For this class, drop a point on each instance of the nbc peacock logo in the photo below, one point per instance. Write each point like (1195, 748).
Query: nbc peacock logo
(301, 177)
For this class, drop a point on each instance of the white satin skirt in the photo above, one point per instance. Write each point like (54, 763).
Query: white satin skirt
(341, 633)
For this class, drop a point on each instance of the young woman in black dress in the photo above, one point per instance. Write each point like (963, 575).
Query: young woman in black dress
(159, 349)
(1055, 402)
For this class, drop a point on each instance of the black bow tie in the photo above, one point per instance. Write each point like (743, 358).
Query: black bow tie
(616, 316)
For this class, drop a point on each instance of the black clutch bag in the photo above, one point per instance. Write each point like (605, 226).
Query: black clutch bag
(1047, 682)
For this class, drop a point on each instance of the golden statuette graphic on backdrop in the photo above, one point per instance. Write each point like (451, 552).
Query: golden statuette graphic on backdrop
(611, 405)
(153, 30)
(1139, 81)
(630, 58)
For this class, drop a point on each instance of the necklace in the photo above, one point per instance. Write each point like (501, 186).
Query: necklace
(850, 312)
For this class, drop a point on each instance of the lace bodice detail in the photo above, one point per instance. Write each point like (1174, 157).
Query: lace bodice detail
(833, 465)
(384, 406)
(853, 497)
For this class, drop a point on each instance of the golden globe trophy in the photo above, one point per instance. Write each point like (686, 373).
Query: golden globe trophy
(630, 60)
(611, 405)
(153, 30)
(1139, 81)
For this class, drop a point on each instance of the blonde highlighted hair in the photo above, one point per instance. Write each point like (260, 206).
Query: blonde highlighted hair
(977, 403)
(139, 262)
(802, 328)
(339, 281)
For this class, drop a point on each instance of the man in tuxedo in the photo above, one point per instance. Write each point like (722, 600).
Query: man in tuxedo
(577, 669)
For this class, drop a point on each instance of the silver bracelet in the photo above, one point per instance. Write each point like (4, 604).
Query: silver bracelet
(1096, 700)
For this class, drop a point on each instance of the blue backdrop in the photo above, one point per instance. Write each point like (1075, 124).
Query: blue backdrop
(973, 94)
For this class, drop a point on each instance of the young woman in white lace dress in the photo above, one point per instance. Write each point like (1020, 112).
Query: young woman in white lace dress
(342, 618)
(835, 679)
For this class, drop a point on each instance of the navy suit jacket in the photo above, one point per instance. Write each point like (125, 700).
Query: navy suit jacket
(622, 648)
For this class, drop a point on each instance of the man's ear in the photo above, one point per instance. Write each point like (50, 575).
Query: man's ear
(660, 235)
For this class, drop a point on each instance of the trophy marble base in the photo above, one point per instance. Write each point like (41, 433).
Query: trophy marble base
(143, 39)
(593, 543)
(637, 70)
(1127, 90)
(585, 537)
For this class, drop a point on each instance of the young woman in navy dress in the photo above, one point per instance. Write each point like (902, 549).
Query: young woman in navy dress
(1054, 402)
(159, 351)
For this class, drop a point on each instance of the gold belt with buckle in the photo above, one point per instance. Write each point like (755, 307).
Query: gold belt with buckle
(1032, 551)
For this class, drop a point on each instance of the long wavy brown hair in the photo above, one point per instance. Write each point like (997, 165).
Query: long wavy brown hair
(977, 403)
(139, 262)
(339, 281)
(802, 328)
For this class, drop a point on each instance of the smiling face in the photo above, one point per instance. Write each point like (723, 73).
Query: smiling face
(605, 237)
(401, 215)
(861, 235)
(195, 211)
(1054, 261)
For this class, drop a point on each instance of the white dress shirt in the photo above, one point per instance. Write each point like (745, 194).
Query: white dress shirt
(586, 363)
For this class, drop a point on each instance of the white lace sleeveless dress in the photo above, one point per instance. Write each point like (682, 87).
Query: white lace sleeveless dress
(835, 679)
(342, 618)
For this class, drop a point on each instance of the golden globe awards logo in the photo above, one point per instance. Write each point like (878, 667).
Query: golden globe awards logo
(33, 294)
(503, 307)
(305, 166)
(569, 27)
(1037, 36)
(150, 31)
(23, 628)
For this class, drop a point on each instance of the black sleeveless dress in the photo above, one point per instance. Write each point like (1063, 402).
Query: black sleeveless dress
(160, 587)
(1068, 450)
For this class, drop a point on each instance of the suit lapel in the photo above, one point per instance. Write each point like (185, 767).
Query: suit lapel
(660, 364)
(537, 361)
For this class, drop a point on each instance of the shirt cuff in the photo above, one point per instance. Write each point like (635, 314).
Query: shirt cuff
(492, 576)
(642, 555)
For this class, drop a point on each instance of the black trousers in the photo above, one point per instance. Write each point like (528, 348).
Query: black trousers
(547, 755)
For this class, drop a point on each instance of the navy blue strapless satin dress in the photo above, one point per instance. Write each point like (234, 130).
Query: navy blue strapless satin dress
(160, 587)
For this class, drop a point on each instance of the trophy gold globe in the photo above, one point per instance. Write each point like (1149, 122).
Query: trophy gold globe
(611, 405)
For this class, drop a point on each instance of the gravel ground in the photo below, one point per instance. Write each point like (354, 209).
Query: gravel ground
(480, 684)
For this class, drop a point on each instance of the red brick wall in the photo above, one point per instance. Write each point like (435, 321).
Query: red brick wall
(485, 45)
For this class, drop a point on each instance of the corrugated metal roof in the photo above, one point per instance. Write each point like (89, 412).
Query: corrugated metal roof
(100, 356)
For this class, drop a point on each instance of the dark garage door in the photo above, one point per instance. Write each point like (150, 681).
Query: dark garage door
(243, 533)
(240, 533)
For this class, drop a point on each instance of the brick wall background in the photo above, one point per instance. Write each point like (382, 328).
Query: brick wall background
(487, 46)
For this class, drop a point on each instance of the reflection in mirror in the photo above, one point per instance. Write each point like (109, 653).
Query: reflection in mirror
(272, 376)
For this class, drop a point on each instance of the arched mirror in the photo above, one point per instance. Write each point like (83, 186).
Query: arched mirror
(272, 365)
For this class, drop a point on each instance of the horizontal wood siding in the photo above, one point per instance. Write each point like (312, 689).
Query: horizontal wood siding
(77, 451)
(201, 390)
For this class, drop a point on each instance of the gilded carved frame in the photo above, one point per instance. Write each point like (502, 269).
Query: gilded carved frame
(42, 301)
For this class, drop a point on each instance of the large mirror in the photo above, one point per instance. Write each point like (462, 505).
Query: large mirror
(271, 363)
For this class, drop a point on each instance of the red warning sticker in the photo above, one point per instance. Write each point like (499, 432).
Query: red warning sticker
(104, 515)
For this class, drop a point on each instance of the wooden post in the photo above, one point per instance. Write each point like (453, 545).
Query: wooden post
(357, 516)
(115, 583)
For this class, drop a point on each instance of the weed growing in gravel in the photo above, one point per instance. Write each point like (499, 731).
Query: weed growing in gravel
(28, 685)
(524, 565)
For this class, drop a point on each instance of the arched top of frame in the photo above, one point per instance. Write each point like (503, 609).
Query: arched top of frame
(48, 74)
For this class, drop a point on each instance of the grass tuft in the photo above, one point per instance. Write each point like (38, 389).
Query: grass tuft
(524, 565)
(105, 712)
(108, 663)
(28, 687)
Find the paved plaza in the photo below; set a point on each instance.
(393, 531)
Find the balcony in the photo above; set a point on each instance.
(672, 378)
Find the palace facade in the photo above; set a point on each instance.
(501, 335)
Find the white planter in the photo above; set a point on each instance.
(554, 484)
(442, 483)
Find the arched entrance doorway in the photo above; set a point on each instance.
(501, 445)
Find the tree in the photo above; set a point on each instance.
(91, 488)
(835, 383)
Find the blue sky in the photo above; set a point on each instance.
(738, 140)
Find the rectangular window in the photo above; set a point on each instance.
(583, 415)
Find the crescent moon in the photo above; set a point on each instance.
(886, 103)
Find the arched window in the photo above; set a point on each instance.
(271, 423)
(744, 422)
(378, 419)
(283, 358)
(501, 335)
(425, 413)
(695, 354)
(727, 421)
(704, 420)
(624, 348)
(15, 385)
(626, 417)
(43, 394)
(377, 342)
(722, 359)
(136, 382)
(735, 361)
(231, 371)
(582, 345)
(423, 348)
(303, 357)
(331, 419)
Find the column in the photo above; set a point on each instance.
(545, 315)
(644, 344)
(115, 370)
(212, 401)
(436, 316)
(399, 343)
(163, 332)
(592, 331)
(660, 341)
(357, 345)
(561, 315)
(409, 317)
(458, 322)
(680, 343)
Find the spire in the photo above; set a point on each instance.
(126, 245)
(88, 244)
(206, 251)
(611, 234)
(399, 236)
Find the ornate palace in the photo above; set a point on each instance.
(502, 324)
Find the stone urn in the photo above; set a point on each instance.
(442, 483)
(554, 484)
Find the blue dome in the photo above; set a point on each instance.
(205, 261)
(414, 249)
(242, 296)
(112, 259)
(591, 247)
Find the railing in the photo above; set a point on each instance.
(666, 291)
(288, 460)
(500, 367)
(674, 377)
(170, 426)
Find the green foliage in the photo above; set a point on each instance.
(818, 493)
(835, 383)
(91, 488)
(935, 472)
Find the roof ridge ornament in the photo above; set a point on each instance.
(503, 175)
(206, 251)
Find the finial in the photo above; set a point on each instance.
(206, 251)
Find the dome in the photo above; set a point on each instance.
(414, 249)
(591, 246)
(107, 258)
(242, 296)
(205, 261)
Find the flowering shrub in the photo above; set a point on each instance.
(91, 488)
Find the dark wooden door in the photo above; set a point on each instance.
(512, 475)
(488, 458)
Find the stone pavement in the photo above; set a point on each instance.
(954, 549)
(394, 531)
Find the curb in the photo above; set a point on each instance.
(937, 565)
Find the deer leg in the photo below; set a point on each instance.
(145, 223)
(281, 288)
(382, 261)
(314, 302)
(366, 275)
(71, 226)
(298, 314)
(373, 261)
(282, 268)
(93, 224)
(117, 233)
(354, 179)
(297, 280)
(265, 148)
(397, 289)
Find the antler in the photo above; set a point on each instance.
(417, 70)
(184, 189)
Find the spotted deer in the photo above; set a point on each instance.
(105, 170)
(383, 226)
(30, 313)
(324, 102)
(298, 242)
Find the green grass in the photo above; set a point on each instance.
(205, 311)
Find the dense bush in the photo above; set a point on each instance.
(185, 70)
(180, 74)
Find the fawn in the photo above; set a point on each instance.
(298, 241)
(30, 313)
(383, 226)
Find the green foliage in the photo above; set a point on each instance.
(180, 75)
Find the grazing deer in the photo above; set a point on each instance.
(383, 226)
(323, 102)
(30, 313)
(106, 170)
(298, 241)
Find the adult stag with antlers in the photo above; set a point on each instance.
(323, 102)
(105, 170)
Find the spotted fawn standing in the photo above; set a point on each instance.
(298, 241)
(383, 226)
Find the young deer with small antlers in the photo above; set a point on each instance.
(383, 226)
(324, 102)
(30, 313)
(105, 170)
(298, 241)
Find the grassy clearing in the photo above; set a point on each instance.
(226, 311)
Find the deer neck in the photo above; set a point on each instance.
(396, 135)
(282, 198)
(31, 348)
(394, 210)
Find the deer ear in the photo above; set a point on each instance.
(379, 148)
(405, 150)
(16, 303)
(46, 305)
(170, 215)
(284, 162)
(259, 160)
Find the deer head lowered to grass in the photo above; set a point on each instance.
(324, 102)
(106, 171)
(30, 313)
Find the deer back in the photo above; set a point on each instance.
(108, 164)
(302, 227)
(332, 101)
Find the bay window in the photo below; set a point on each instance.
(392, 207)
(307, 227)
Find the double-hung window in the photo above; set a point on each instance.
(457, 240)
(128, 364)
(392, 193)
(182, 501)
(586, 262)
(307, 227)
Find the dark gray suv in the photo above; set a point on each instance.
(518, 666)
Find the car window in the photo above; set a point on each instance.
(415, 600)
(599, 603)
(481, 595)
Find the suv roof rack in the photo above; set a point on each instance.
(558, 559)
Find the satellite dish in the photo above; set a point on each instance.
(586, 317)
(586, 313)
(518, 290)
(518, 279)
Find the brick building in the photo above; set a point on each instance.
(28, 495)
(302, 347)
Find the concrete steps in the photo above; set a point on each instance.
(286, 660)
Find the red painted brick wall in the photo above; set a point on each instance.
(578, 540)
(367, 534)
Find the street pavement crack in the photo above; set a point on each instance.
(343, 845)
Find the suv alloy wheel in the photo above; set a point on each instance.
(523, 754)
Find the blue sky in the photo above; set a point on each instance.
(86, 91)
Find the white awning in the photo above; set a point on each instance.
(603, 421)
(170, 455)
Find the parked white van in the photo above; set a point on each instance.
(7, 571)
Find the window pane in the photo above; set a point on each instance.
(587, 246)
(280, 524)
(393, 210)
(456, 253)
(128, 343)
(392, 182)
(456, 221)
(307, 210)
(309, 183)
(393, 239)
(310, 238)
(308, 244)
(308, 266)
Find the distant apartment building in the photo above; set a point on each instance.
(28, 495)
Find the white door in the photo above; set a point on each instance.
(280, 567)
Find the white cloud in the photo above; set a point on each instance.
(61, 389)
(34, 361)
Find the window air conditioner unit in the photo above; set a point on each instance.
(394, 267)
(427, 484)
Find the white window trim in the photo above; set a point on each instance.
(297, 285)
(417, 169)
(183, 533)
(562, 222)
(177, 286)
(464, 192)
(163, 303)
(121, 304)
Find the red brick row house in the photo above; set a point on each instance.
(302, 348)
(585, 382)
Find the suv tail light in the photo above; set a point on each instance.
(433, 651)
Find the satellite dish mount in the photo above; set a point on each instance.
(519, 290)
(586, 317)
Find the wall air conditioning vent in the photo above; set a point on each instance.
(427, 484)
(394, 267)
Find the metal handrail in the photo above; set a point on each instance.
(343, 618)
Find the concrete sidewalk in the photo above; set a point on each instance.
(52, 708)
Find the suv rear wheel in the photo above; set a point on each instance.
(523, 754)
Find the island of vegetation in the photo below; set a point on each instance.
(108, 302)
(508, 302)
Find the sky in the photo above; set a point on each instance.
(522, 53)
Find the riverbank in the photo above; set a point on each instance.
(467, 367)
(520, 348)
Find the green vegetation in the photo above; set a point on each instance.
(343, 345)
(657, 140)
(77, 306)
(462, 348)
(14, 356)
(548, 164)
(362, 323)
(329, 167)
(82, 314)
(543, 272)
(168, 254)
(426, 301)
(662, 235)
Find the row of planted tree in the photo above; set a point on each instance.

========

● Problem to work on: The answer is the records above restated word for word from their opening line through the line that holds "like (260, 206).", both included, and nothing else.

● Task result:
For this class, drop a point on each instance of the nbc peacock logo in the photo below, one point per instance. Write each point like (1195, 748).
Query: nbc peacock logo
(301, 177)
For this class, drop a point on each instance of the white satin skirt in the photo above, one point per instance. Write each point like (54, 763).
Query: white satin skirt
(341, 633)
For this class, drop a point on each instance of the young woman in black dress in the photo above, one point per instance. Write each point like (963, 575).
Query: young woman in black dress
(159, 349)
(1055, 402)
For this class, drop a point on each instance of the black bow tie in the photo above, one point per instance. Write each point like (743, 358).
Query: black bow tie
(616, 316)
For this class, drop a point on each instance of the black clutch bag in the photo above, one point per instance. Write each point like (605, 226).
Query: black clutch bag
(1047, 682)
For this class, drop a point on each instance of the golden statuette graphic on backdrop in the photo above, one point per instance. Write each point like (451, 552).
Query: golden statuette graphic on backdrop
(611, 405)
(153, 30)
(1139, 81)
(630, 58)
For this class, drop a point on each instance of the necklace in the photo above, one point per instance. Write each point like (501, 186).
Query: necklace
(850, 312)
For this class, drop a point on each instance of the lace bodice detail in the photo above, one point per instance. Write each point like (1174, 157).
Query: lace bodice detail
(833, 465)
(384, 406)
(853, 497)
For this class, drop a point on each instance of the golden globe trophy in the photo above, one point per instance. Write each point like (686, 373).
Query: golden globe trophy
(630, 60)
(611, 405)
(153, 30)
(1139, 81)
For this class, drop a point on each instance of the blonde highlighted hair in the photo above, one point per instance. Write each point like (260, 206).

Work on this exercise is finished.